### Prompt
Give every line from the entries that contains "road".

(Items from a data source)
:::
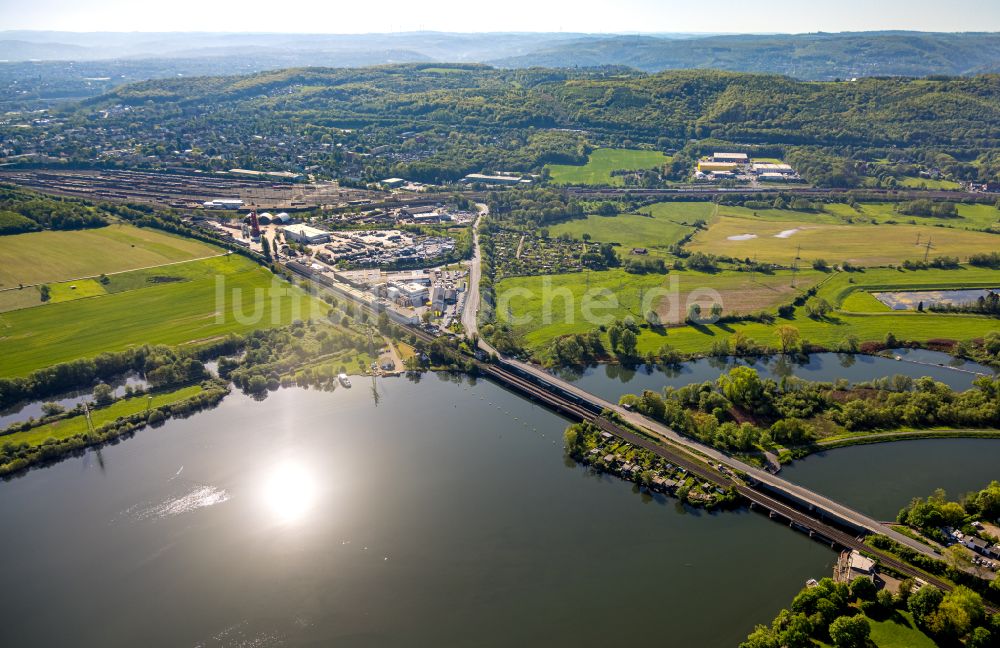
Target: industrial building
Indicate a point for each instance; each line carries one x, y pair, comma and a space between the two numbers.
707, 166
735, 158
223, 203
774, 168
301, 233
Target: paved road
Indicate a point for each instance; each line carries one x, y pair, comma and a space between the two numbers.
670, 436
470, 310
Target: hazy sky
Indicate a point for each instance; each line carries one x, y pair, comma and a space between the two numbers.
338, 16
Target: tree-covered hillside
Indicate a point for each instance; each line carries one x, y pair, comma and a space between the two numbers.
436, 123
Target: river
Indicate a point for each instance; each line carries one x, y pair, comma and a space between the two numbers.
433, 518
438, 512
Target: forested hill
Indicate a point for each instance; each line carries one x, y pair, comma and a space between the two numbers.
437, 122
740, 107
803, 56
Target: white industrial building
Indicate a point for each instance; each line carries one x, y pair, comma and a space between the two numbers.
301, 233
769, 167
736, 158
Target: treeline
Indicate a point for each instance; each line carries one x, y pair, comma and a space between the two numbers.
27, 211
840, 614
936, 511
18, 456
413, 121
740, 412
161, 365
537, 207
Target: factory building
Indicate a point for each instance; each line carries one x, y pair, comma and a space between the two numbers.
706, 166
301, 233
223, 203
735, 158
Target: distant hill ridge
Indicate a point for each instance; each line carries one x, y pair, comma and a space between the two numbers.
820, 56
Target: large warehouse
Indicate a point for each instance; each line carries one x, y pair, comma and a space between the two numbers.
301, 233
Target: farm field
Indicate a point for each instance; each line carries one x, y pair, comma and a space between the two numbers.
132, 280
866, 245
165, 313
52, 256
72, 426
656, 232
979, 217
556, 304
899, 632
600, 164
859, 314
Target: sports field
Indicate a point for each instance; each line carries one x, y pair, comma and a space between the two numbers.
600, 164
226, 295
44, 257
866, 245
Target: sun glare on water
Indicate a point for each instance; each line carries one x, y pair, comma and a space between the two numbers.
289, 492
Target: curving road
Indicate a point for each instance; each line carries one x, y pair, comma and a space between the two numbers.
812, 499
470, 309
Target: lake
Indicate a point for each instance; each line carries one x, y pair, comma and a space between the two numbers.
438, 512
431, 518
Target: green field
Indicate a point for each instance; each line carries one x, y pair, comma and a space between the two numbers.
899, 632
927, 183
44, 257
656, 233
600, 164
556, 304
860, 314
980, 217
812, 238
164, 313
68, 427
122, 282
:::
### Response to the exercise
Target: paved road
Target: curving road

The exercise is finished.